━━━ Source passage ━━━

The advent of collaborative robots has blurred the boundary between human and robot workers in production environments, enabling the two to work together collaboratively. This means that industries looking to employ some assistance through cobot technology can do so with a much greater degree of flexibility than ever before.
The rigid manufacturing processes adopted in the Fordist economy in the industrialized world in the early 20th century are making way for a new kind of industry in the 21st century. Additive manufacturing techniques like 3D printing, IoT-enabled inventory and logistics management and the proliferation of remote working made possible by information technology are all making today’s economy almost unrecognizable from our ways of working of just a century ago.
With cobot technology, manufacturers can incorporate flexibility into their operations so that factories can switch production mid-shift. Discrete elements of industrial processes are now frequently brought under one roof, and waste is minimized.
Collaborative robots that are easy to use and intuitive to work alongside safely are already providing the power for this new way of working. Just as the regimented Fordist factories of the 1950s were driven by the first industrial robots – rigid, stationary, “dumb” machines – so will the dynamic manufacturing of the 21st century be driven by smart, moving, flexible cobot technologies.
A Brief History of Cobot Technology
Collaborative robots were invented by Northwestern University professors J. Edward Colgate and Michael Peshkin in 1996. A General Motors Foundation research grant sought out a way for robots or robot-like equipment to safely team up with human workers, spurring the pair’s innovation. This is somewhat symmetrical; a similar General Motors initiative led to development of the first industrial robots in the 1940s.
Colgate and Peshkin’s 1997 US patent, “Cobots” characterized “an apparatus and method for direct physical interaction between a person and a general-purpose manipulator controlled by a computer.”
There was no internal source of motive power in the first cobot technologies to ensure safety for human workers. Instead, motive power was provided by the human operator. The collaborative robot enabled computers to control motion by redirecting or steering a payload in a way that was designed to support the human worker.
Four Levels of Collaboration in Cobot Technologies
Cobots are used in many applications, providing information in public spaces, transporting materials in buildings, automating unergonomic tasks in the industry (like heavy lifting), or working on production and assembly lines.

━━━

**What you will do**:
**a.** In the passage on cobot technology, why did the first cobots have no internal source of motive power, and what supplied that power instead? Answer in one to three sentences.
**b.** According to the passage on cobot technology, who invented collaborative robots, and in what year?
**c.** Extend the passage on cobot technology, starting right after its last sentence.

━━━ Data excerpts ━━━

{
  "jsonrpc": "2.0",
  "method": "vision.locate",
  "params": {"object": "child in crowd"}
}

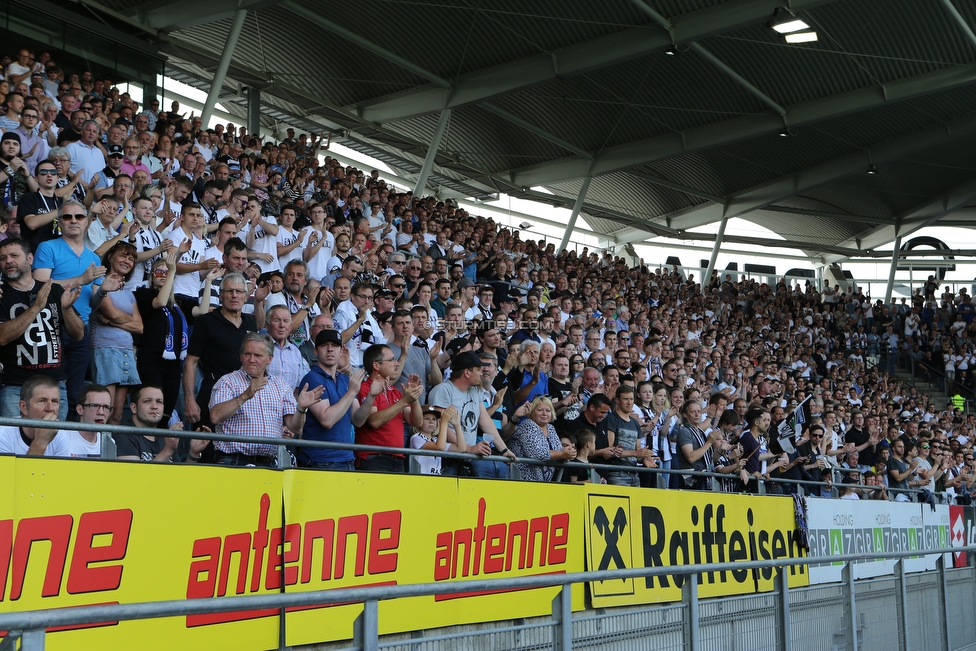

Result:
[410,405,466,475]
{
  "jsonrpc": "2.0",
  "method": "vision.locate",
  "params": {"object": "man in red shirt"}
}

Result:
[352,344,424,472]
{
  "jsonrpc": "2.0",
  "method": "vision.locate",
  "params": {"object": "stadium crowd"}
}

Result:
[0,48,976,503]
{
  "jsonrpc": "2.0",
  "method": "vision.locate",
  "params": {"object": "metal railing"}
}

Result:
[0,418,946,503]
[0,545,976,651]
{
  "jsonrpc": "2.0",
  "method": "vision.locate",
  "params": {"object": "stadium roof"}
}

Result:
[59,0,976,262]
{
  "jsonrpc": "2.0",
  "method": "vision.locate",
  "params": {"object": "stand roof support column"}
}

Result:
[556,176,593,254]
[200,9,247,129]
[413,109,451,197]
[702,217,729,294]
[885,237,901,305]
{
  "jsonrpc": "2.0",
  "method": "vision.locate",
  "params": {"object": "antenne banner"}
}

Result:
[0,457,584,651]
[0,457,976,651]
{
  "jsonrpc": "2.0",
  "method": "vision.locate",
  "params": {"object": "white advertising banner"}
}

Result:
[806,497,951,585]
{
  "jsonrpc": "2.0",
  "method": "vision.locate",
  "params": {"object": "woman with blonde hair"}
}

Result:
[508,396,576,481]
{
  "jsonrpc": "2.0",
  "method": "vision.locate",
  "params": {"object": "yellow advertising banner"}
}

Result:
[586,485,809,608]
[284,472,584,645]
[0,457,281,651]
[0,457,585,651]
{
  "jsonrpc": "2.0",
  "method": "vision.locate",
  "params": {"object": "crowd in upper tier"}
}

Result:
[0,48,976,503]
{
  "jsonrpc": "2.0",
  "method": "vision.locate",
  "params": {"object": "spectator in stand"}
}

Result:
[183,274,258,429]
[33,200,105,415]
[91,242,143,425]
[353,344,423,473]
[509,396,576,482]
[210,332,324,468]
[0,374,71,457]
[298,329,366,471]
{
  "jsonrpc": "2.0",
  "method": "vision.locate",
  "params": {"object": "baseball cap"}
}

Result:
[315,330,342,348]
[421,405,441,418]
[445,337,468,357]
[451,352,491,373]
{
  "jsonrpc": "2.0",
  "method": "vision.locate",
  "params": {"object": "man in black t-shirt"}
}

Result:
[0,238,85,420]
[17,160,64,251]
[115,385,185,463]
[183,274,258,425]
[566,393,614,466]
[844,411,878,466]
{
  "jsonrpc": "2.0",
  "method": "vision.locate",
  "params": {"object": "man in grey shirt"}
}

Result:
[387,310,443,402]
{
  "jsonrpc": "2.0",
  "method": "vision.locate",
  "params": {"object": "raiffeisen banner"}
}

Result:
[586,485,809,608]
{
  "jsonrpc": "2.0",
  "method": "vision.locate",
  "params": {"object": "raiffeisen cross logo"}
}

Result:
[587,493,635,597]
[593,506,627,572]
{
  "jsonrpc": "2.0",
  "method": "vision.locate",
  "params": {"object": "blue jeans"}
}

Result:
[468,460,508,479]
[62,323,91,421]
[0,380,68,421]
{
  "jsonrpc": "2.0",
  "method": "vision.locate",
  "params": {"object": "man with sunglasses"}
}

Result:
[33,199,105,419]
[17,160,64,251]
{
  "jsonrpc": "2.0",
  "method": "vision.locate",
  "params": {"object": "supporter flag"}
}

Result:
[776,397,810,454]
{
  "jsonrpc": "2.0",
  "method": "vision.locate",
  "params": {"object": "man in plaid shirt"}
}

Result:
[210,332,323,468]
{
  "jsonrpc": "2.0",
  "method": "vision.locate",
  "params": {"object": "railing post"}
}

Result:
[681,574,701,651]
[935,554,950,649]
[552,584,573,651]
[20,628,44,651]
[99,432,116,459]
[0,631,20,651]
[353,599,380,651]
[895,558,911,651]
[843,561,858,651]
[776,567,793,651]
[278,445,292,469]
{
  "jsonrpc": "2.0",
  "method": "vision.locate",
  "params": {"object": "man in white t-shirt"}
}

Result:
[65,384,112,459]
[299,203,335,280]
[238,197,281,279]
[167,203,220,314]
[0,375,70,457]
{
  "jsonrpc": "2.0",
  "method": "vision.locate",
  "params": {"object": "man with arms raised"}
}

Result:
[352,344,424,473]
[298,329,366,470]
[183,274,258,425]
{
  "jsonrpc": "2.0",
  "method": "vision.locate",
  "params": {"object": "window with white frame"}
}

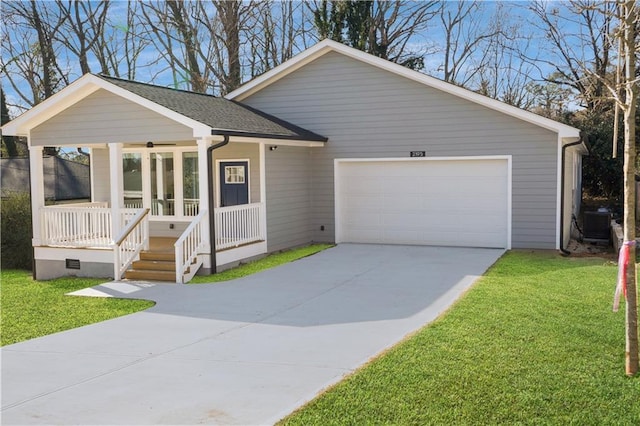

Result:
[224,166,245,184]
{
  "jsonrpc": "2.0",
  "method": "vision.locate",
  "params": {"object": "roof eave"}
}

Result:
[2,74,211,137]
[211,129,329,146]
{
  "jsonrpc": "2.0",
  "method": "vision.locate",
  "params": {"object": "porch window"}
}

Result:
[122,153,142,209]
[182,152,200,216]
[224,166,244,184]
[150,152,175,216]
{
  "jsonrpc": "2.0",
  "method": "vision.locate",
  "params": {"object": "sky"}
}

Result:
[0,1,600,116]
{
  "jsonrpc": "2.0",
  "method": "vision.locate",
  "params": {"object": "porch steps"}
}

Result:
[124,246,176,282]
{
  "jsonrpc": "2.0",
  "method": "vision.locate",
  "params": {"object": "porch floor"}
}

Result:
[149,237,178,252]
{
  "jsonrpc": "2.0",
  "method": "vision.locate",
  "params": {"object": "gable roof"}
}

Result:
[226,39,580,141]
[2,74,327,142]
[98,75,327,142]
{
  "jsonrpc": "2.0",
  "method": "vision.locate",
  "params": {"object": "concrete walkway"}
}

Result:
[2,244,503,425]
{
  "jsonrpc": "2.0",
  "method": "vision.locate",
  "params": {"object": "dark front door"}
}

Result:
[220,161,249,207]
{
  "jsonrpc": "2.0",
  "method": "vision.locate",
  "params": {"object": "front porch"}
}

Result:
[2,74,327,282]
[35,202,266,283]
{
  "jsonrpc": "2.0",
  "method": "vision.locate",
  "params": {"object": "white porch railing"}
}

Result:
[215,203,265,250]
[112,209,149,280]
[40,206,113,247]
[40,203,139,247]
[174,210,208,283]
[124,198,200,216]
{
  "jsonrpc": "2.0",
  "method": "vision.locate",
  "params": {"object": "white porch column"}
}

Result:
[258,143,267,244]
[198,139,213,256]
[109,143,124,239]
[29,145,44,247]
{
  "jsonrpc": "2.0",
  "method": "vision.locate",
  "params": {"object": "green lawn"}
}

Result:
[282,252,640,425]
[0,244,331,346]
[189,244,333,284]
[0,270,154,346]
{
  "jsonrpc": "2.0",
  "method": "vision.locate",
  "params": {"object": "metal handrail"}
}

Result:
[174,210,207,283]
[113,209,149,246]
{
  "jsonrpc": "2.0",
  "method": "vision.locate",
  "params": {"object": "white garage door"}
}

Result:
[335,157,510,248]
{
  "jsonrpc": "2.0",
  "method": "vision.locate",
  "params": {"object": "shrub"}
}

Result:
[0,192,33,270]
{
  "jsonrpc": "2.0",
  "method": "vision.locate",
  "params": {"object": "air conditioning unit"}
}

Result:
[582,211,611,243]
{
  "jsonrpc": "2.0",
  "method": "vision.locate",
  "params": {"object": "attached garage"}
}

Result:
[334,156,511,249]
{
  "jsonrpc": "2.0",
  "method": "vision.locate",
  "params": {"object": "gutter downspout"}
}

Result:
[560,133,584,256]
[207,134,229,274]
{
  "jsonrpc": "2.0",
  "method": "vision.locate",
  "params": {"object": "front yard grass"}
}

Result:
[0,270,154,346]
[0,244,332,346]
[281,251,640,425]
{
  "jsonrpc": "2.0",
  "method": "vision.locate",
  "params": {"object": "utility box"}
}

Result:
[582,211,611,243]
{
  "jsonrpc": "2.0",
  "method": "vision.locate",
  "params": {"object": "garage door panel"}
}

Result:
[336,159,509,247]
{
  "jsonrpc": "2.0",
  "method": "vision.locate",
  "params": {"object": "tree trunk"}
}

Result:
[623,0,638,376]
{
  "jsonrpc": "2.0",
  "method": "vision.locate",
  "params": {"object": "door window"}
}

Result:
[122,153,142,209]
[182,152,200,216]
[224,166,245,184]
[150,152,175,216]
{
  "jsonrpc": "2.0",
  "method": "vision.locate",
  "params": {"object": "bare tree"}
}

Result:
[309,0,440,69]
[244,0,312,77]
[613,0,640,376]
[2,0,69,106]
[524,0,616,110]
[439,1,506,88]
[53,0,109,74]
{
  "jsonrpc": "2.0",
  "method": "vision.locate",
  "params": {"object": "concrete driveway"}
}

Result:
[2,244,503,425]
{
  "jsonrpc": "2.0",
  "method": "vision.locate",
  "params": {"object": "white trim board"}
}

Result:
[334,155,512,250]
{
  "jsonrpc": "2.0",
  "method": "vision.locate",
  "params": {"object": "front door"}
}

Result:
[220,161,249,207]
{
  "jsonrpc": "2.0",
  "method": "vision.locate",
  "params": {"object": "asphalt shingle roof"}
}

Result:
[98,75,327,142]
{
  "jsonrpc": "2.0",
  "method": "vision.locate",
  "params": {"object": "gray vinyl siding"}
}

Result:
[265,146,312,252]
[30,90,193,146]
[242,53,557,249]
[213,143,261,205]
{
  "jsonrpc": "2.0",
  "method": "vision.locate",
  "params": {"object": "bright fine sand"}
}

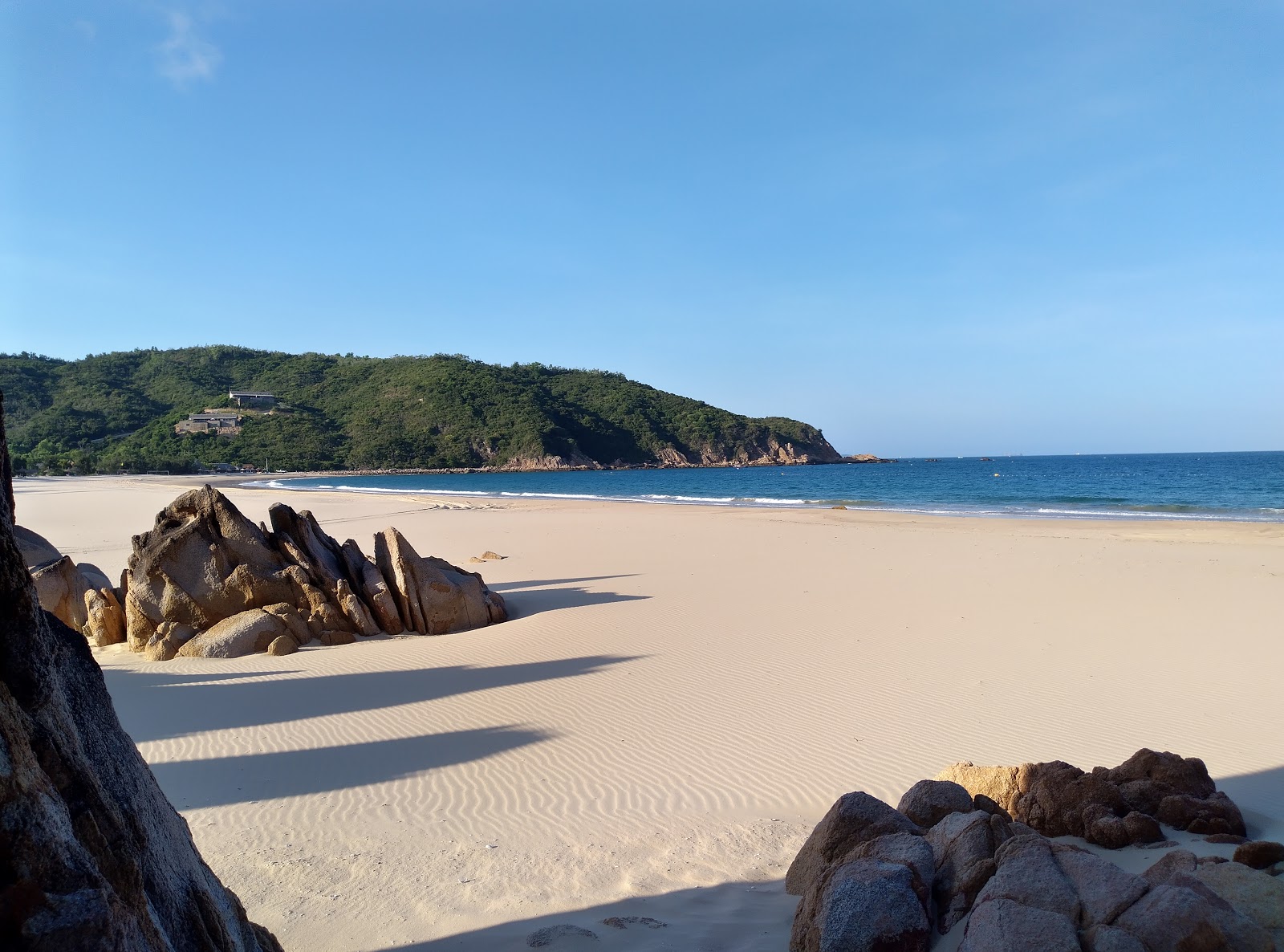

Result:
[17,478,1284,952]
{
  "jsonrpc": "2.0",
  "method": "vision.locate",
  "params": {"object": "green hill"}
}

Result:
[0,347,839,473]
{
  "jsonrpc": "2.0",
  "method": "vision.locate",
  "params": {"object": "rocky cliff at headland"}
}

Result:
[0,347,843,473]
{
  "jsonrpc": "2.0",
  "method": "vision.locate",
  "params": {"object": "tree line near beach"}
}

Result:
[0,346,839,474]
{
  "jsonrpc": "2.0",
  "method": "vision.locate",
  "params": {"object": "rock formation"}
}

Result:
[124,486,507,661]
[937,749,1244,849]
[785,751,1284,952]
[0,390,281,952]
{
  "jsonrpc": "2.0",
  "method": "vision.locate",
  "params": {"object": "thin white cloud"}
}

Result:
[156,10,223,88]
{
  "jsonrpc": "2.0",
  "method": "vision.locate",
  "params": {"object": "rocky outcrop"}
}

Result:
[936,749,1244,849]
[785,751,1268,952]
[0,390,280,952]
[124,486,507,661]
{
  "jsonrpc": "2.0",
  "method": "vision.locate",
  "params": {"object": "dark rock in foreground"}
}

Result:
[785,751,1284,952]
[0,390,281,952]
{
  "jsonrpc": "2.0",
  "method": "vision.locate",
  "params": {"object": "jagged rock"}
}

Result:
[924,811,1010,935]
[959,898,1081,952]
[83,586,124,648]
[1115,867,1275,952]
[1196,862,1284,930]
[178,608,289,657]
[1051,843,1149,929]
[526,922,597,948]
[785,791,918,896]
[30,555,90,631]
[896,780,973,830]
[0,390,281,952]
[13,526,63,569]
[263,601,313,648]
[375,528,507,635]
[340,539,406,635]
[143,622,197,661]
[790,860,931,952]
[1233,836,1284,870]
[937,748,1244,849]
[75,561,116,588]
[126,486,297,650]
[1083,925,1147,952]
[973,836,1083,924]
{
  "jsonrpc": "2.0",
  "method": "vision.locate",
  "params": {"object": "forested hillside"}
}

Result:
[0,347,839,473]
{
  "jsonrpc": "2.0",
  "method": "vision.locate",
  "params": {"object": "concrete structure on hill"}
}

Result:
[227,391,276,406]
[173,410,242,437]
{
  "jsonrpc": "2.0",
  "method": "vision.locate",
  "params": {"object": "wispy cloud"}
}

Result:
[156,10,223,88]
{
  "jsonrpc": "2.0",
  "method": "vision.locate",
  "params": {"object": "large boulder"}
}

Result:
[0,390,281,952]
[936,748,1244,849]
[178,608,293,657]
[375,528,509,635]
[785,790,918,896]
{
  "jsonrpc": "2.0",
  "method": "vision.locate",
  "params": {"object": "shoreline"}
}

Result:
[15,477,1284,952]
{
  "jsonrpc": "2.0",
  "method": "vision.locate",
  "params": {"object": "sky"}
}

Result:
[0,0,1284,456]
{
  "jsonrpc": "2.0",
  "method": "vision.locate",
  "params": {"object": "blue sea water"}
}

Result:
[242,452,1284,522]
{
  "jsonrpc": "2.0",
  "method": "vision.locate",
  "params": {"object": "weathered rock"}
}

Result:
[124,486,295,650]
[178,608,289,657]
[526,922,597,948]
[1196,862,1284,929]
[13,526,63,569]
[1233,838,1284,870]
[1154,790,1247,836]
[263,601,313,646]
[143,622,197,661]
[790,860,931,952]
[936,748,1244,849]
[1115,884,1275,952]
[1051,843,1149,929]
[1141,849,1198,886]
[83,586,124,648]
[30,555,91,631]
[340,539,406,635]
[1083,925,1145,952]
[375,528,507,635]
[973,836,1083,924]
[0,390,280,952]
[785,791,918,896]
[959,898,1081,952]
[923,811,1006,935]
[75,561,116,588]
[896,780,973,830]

━━━

**In response**:
**a.** The first cobots had no internal source of motive power so that human workers would be safe. The human operator supplied the motive power, and the computer controlled motion by redirecting or steering the payload.

**b.** Northwestern University professors J. Edward Colgate and Michael Peshkin invented them in 1996.

**c.**
The International Federation of Robotics (IFR) defines four levels of collaboration in cobot technologies:
“1. Coexistence: Human and robot work alongside each other without a fence, but with no shared workspace.
2. Sequential Collaboration: Humans and robots are active in the shared workspace, but their motions are sequential; they do not work on a part at the same time.
3. Cooperation: Robots and humans work on the same part at the same time, with both in motion.
4. Responsive Collaboration: The robot responds in real-time to the movement of the human worker.”
In industry today, the first two levels (coexistence and sequential collaboration) are most common, as cobot technologies and human workers share space but tend to complete separate tasks independently or sequentially. Cooperation and responsible collaboration are less common today.
Safety Standards for Collaborative Robots
Cobot technology is regulated by ISO safety standards and certifications and must adhere to strict guidelines to ensure the safety of the people they are working alongside. ISO 10218 outlines four general safety features for cobots: a “safety monitored stop,” “hand guiding,” “speed and separation monitoring,” and “power and force limiting.”
Safety-monitored stops are employed when cobot technology does most of its work alone. When a human enters their workspace, for example, to adjust a part the cobot technology is handling, the cobot stops moving. It does not completely shut down; it can resume working when the space is clear.
This is the loosest possible interpretation for a collaborative robot, only interacting with humans occasionally and employing proximity sensing technology to automate those interactions.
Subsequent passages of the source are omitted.